## Problem to work on
Look through the material for lines with the word "sleeve", and copy each one.

## Task input
<<<<

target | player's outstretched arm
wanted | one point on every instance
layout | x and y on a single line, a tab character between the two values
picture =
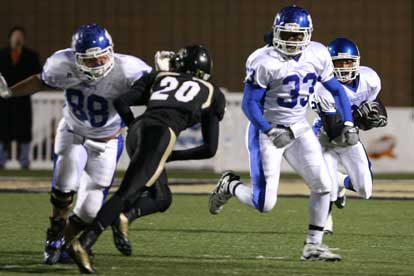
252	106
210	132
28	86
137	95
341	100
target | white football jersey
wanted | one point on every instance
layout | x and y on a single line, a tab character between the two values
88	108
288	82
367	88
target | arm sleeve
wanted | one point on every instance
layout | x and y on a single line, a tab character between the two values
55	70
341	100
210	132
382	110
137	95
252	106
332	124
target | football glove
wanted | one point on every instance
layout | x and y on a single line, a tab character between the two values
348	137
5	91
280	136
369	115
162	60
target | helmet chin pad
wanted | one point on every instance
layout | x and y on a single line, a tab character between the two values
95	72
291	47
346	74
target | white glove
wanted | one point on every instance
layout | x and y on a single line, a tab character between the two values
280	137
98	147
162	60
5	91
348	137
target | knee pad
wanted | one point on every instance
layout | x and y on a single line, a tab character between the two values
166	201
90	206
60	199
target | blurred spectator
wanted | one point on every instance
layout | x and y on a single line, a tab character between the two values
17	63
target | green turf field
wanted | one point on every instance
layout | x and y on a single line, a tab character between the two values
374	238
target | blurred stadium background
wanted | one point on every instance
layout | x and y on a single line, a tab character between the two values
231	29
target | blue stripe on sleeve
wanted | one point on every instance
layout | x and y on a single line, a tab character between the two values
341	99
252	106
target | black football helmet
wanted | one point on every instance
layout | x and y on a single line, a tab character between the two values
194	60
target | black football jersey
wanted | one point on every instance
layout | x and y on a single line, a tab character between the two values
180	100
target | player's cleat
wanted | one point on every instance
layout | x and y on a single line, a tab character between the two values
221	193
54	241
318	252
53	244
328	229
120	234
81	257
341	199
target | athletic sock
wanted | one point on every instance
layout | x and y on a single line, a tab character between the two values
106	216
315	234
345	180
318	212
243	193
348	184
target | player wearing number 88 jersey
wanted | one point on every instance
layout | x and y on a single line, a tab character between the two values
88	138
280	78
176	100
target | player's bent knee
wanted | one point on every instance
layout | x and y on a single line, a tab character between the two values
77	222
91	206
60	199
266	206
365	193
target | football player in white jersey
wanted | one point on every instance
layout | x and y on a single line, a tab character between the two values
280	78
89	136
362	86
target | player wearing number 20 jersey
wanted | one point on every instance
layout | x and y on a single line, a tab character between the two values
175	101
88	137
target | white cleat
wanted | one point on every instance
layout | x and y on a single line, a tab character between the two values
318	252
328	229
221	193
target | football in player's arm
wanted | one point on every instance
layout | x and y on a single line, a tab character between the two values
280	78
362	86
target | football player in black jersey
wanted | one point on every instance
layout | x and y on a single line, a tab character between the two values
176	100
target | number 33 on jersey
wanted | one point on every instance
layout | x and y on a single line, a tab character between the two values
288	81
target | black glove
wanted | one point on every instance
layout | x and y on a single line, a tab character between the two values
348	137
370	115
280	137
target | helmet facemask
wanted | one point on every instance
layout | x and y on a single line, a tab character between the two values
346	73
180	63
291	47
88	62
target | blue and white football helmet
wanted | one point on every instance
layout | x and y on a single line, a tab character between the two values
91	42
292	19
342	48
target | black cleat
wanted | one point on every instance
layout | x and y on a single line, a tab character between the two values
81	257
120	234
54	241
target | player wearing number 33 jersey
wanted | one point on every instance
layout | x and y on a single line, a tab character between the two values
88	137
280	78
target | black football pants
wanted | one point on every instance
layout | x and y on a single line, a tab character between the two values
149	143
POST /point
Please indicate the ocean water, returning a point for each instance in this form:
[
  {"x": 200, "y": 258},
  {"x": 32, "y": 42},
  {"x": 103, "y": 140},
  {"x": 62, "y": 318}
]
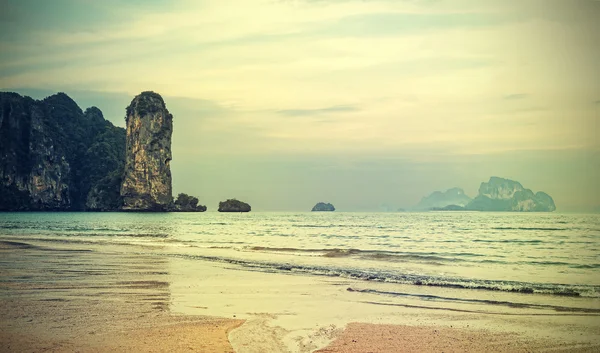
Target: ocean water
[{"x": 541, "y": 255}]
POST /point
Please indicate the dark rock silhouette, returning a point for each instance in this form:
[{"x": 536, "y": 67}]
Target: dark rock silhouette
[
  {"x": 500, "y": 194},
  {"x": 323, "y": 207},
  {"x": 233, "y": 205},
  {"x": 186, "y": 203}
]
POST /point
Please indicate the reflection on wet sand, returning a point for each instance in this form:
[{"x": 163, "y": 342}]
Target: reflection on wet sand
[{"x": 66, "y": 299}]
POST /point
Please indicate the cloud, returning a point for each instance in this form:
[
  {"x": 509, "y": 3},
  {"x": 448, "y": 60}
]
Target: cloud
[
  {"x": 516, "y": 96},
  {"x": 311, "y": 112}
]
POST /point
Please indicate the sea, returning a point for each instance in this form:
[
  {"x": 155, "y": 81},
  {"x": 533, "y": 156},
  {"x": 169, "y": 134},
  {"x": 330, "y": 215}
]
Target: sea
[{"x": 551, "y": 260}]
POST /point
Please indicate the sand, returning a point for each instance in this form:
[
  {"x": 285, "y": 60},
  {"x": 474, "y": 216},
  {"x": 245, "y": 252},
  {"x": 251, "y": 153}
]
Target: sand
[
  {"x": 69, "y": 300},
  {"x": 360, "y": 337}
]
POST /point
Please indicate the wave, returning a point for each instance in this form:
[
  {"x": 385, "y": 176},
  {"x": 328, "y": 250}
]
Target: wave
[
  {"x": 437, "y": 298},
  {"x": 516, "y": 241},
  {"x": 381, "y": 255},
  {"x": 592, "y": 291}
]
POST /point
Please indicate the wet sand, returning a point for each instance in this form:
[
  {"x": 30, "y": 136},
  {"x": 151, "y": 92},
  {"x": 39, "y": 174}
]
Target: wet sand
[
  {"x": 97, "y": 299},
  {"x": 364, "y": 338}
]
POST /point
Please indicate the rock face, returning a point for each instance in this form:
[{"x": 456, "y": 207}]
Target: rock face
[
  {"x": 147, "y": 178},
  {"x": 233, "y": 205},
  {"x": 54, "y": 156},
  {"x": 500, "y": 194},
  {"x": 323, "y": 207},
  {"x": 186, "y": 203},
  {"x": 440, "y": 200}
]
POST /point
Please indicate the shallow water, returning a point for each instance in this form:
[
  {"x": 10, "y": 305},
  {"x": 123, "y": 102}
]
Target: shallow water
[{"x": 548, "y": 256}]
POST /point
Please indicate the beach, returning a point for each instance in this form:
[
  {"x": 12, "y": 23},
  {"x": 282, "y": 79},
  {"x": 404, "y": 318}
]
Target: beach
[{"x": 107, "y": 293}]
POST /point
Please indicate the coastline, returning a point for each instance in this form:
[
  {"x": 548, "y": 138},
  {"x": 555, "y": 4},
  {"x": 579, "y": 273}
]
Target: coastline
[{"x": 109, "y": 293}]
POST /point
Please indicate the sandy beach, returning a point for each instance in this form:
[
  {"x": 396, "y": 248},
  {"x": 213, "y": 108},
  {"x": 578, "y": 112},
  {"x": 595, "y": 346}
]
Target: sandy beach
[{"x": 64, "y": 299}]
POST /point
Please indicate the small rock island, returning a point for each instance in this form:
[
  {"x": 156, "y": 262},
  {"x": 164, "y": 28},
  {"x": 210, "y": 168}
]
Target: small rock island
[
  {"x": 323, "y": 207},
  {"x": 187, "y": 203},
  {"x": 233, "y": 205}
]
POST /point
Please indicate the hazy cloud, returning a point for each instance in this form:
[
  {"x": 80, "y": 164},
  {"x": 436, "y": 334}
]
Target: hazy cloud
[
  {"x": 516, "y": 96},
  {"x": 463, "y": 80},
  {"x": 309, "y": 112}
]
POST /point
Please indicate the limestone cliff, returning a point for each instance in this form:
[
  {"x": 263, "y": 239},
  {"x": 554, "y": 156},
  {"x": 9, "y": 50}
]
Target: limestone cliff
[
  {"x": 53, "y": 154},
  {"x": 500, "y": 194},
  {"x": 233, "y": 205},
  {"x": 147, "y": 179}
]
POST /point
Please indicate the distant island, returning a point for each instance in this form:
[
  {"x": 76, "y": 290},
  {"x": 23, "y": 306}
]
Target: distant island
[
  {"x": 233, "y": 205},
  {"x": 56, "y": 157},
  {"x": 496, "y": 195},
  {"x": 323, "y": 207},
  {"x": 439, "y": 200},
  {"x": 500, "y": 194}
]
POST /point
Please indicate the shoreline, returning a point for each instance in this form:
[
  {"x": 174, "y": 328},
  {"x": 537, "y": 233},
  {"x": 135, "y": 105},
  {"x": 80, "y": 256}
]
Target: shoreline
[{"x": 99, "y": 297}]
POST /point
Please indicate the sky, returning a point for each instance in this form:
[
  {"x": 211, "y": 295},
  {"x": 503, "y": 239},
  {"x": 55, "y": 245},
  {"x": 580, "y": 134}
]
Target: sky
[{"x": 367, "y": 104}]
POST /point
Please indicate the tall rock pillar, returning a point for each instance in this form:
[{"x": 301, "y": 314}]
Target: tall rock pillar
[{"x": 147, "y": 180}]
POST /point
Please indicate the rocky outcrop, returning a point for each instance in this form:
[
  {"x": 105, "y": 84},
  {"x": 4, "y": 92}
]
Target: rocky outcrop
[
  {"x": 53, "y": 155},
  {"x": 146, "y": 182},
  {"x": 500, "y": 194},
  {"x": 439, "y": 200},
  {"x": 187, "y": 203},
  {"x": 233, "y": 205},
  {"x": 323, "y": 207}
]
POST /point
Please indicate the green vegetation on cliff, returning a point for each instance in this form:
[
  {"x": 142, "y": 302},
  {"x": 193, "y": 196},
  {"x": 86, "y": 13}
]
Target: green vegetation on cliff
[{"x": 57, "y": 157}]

>>>>

## Solution for this task
target | arm sleeve
target | blue stripe on sleeve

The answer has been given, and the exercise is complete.